QUOTED TEXT:
Total commercial property transactions of $5 million or more reached $4.12 billion in 2024, up 5.4% year-on-year. Auckland industrial alone recorded $352.99 million in sales transactions in the second half of 2025, remaining the most active sector by both volume and value.

Offices emptied, warehouses filled

The industrial story is sharpest when you hold it against the office market. Hybrid working has been adopted by 94% of organisations surveyed, with non-CBD office vacancy sitting at 16%. Industrial vacancy, even after rising from 2.8% to 3.7% in Q4 2025, remains tighter than Sydney at 4.4%, Melbourne at 5.3%, and Brisbane at 4.7%.

At their tightest, industrial vacancy rates remained below 1% compared to offices at 16%. The divergence is structural, not cyclical. Capital has noticed.

E-commerce rewired the demand base

Logistics and retail-related occupiers held 34% of Auckland’s prime industrial market in 2019. By 2025, that share had risen to 41%, per CBRE’s New Zealand Real Estate Market Outlook. Between those years, Auckland’s prime industrial occupier market expanded by 1.6 million square metres, with logistics and retail accounting for more than half of that growth.

CBRE’s head of industrial and logistics Claus Brewer says “occupiers remain active but highly disciplined, with supply chain reliability, proximity to population centres, and operational efficiency front of mind.”

Meanwhile, New Zealand’s primary sector is adding fuel. MPI forecasts food and fibre export revenue at $62 billion for the year to 30 June 2026, approximately 16% higher than two years earlier. Cold storage investment is accelerating off the back of dairy and meat export growth.

Land scarcity is the moat

Industrial land values increased 22% in the past 12 months. In Auckland, industrial-zoned land is almost entirely spoken for, with even Drury’s titled land snapped up.

JLL NZ managing director Todd Lauchlan identifies the structural protection: “What it costs to build a brand new building of equivalent in an equivalent location is often significantly higher than what people pay for an existing asset. So that gives investors comfort that they won’t be competing with a whole lot of new projects nearby.”

Calder Stewart has delivered more than $1.5 billion of property projects in the past three years, including more than 750,000 square metres of industrial buildings. Its forward development programme could potentially double over the next three to five years, backed by about 900 hectares of industrial-zoned land across the country.

REQUEST 1:
List each city that the industrial property text compares industrial vacancy against, along with the vacancy rate it gives for that city.
REQUEST 2:
Translate this sentence from the industrial property text into Spanish: "Industrial land values increased 22% in the past 12 months."
REQUEST 3:
Answer these questions using the industrial property text.
(a) What share of Auckland's prime industrial market did logistics and retail-related occupiers hold in 2019?
(b) What food and fibre export revenue does MPI forecast for the year to 30 June 2026?
(c) About how many hectares of industrial-zoned land back Calder Stewart's forward development programme?
The listing after this point comes from a separate source.

DATA PROVIDED:

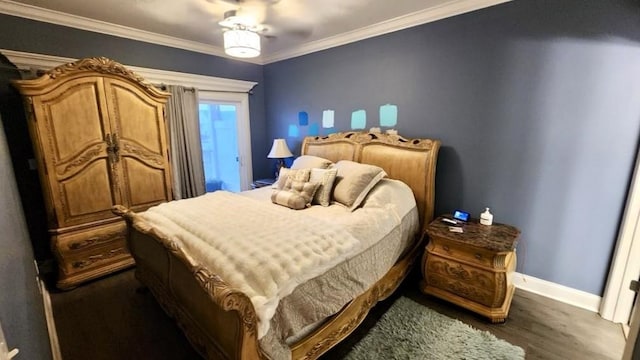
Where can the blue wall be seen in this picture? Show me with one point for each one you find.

WRITTEN SOLUTION 1:
Sydney: 4.4%
Melbourne: 5.3%
Brisbane: 4.7%

WRITTEN SOLUTION 2:
Los valores del suelo industrial aumentaron un 22 % en los últimos 12 meses.

WRITTEN SOLUTION 3:
(a) 34%
(b) $62 billion
(c) About 900 hectares